▶ _SET PROBLEM_
Render every line of the entries below as a JSON list of strings, one string per line, with blank lines left out. Leave the pictures out of the list.
------------------------------
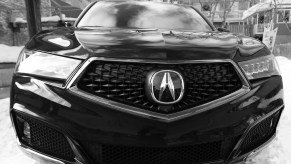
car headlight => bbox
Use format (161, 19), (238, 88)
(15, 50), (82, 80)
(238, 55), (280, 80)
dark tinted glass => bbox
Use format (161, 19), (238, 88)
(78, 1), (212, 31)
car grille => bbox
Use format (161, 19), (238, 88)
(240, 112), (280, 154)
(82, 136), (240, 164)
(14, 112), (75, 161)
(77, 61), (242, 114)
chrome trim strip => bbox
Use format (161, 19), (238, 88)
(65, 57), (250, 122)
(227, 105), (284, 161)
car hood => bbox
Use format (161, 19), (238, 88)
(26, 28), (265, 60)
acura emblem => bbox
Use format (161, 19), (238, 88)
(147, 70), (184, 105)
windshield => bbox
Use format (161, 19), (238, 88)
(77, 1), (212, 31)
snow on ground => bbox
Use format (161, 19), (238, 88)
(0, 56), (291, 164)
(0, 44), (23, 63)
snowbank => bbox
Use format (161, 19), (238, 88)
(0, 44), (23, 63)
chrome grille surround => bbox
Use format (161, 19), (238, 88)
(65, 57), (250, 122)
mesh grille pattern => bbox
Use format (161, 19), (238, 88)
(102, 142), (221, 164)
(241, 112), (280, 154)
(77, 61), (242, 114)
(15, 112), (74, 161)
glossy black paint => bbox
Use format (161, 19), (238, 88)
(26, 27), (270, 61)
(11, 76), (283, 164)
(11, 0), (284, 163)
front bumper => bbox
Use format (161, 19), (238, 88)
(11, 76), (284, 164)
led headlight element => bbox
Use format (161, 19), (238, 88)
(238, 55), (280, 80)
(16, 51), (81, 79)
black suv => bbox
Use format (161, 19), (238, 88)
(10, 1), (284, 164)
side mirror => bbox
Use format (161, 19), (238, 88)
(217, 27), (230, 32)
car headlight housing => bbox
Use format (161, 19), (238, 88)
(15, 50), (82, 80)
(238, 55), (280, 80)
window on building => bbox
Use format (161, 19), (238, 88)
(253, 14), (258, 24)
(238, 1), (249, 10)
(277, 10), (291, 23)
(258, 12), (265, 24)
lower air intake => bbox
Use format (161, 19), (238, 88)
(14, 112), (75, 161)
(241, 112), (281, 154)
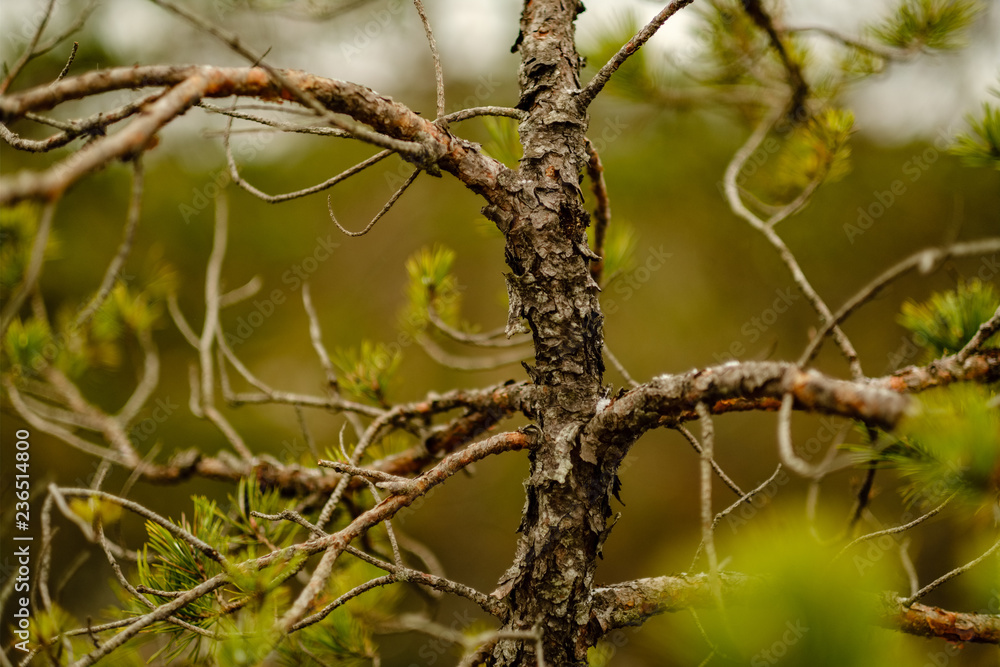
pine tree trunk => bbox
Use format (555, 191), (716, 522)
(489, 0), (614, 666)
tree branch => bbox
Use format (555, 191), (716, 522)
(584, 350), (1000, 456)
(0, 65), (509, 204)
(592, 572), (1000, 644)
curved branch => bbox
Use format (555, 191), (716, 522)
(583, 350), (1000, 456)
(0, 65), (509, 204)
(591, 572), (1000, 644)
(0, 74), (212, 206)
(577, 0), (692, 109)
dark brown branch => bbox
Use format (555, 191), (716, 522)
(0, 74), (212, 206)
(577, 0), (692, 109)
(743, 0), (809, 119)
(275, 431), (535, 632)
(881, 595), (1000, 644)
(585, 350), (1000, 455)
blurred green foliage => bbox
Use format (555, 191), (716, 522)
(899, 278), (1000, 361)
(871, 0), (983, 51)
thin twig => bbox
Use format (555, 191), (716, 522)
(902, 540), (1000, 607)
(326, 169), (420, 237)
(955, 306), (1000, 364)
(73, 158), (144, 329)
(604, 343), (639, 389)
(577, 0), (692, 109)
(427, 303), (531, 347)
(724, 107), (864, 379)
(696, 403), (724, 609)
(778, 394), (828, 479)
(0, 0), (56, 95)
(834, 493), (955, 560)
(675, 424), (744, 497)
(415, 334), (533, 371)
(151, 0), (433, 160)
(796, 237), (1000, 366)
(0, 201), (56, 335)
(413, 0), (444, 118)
------------------------------
▶ _COMPLETED TASK_
[
  "car headlight => bbox",
  "Use format (161, 19), (238, 88)",
  "(15, 50), (82, 80)",
  "(238, 55), (280, 80)",
  "dark tinted glass => bbox",
  "Use format (161, 19), (238, 88)",
  "(78, 1), (212, 31)",
  "car grille => bbox",
  "Use format (161, 19), (238, 88)",
  "(240, 112), (280, 154)",
  "(82, 136), (240, 164)",
  "(14, 112), (75, 161)",
  "(77, 61), (242, 114)",
  "chrome trim strip => bbox",
  "Use format (161, 19), (238, 88)",
  "(65, 57), (250, 122)",
  "(227, 105), (284, 161)",
  "car hood => bbox",
  "Use format (161, 19), (238, 88)",
  "(26, 28), (265, 60)",
  "acura emblem => bbox",
  "Use format (161, 19), (238, 88)",
  "(147, 70), (184, 105)",
  "windshield => bbox",
  "Use format (161, 19), (238, 88)",
  "(77, 1), (212, 31)",
  "snow on ground => bbox",
  "Use format (161, 19), (238, 88)",
  "(0, 56), (291, 164)",
  "(0, 44), (23, 63)",
  "snowbank => bbox",
  "Use format (161, 19), (238, 88)",
  "(0, 44), (23, 63)",
  "chrome grille surround => bbox",
  "Use format (161, 19), (238, 88)",
  "(65, 57), (250, 122)",
  "mesh grille pattern => bbox",
  "Use format (161, 19), (238, 88)",
  "(102, 142), (221, 164)",
  "(241, 112), (280, 154)",
  "(77, 61), (242, 114)",
  "(15, 112), (74, 161)",
  "glossy black paint => bbox",
  "Use format (161, 19), (238, 88)",
  "(26, 27), (270, 61)",
  "(11, 76), (283, 164)",
  "(11, 0), (284, 163)",
  "front bumper => bbox",
  "Use format (161, 19), (238, 88)",
  "(11, 76), (284, 164)",
  "led headlight element => bbox",
  "Use format (161, 19), (238, 88)",
  "(238, 55), (280, 80)",
  "(16, 51), (81, 79)",
  "black suv => bbox",
  "Use format (161, 19), (238, 88)",
  "(10, 1), (284, 164)",
  "side mirror => bbox",
  "Use format (161, 19), (238, 88)",
  "(217, 27), (230, 32)",
  "car headlight housing => bbox",
  "Use format (161, 19), (238, 88)",
  "(15, 50), (82, 80)",
  "(238, 55), (280, 80)",
  "window on building => bbox",
  "Use format (161, 19), (238, 88)",
  "(253, 14), (258, 24)",
  "(238, 1), (249, 10)",
  "(277, 10), (291, 23)",
  "(258, 12), (265, 24)",
  "lower air intake => bbox",
  "Use format (161, 19), (238, 88)",
  "(14, 112), (75, 161)",
  "(241, 112), (281, 154)",
  "pine tree trunk => bbox",
  "Use format (555, 191), (716, 522)",
  "(489, 0), (614, 666)",
  "tree branch => bbox",
  "Use format (555, 191), (716, 522)",
  "(584, 350), (1000, 456)",
  "(0, 65), (509, 204)",
  "(592, 572), (1000, 644)",
  "curved branch => bbox",
  "Use format (555, 191), (716, 522)",
  "(583, 350), (1000, 456)",
  "(0, 65), (509, 204)",
  "(591, 572), (1000, 644)",
  "(0, 74), (212, 206)",
  "(577, 0), (692, 109)",
  "dark brown branch => bbox",
  "Use format (555, 191), (716, 522)",
  "(0, 74), (212, 206)",
  "(577, 0), (692, 109)",
  "(743, 0), (809, 119)",
  "(275, 431), (535, 632)",
  "(881, 595), (1000, 644)",
  "(585, 350), (1000, 455)",
  "blurred green foliage => bbox",
  "Use format (555, 191), (716, 522)",
  "(899, 278), (1000, 361)",
  "(871, 0), (983, 51)",
  "thin twig => bbox",
  "Use format (555, 191), (716, 522)",
  "(902, 540), (1000, 607)",
  "(326, 169), (420, 237)",
  "(955, 306), (1000, 364)",
  "(73, 158), (144, 329)",
  "(604, 343), (639, 389)",
  "(577, 0), (692, 109)",
  "(427, 303), (531, 347)",
  "(724, 107), (864, 379)",
  "(696, 403), (724, 609)",
  "(778, 394), (828, 479)",
  "(0, 0), (56, 95)",
  "(834, 493), (955, 560)",
  "(675, 424), (744, 497)",
  "(415, 334), (533, 371)",
  "(151, 0), (433, 160)",
  "(796, 237), (1000, 366)",
  "(0, 201), (56, 335)",
  "(413, 0), (444, 118)"
]